* PROBLEM DESCRIPTION
Reproduce the term rewriting text word for word, from "sieve(cons(X, Y)) ->" up to and including "show innermost termination.".

Term Rewriting System R:

   [X, Y, Z]
   primes -> sieve(from(s(s(0))))
   from(X) -> cons(X, from(s(X)))
   head(cons(X, Y)) -> X
   tail(cons(X, Y)) -> Y
   if(true, X, Y) -> X
   if(false, X, Y) -> Y
   filter(s(s(X)), cons(Y, Z)) -> if(divides(s(s(X)), Y), filter(s(s(X)), Z), cons(Y, filter(X, sieve(Y))))
   sieve(cons(X, Y)) -> cons(X, filter(X, sieve(Y)))

Termination of R to be shown.


This program has no overlaps, so it is sufficient to show innermost termination.

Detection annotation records
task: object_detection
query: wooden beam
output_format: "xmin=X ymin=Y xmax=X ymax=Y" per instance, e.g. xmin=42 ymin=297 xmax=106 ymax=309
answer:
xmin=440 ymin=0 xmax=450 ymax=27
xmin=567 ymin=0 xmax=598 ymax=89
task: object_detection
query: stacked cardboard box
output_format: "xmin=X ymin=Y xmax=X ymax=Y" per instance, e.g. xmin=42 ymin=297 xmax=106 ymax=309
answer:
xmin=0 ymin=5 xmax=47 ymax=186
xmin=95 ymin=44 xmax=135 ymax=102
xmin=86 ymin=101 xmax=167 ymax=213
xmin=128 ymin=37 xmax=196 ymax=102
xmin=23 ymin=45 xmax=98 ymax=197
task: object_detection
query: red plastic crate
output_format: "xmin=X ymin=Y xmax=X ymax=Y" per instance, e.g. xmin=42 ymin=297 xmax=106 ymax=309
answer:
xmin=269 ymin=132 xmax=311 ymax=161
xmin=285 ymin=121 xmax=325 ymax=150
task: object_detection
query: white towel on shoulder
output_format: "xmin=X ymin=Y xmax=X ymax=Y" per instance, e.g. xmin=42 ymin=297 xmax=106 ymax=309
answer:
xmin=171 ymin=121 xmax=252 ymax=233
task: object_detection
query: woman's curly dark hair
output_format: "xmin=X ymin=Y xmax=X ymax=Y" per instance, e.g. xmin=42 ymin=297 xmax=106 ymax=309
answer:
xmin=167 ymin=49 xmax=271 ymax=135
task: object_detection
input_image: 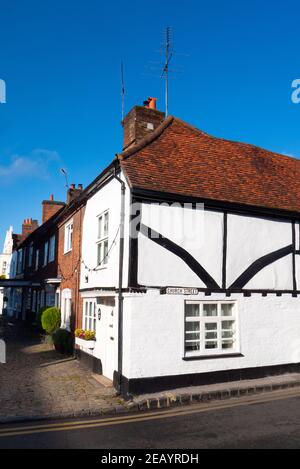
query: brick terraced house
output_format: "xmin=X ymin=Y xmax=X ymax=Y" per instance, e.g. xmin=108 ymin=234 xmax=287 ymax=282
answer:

* ANSWER BELOW
sieve(cons(X, Y)) -> cons(X, filter(X, sieve(Y)))

Termination of R to be shown.


This program has no overlaps, so it is sufficient to show innermost termination.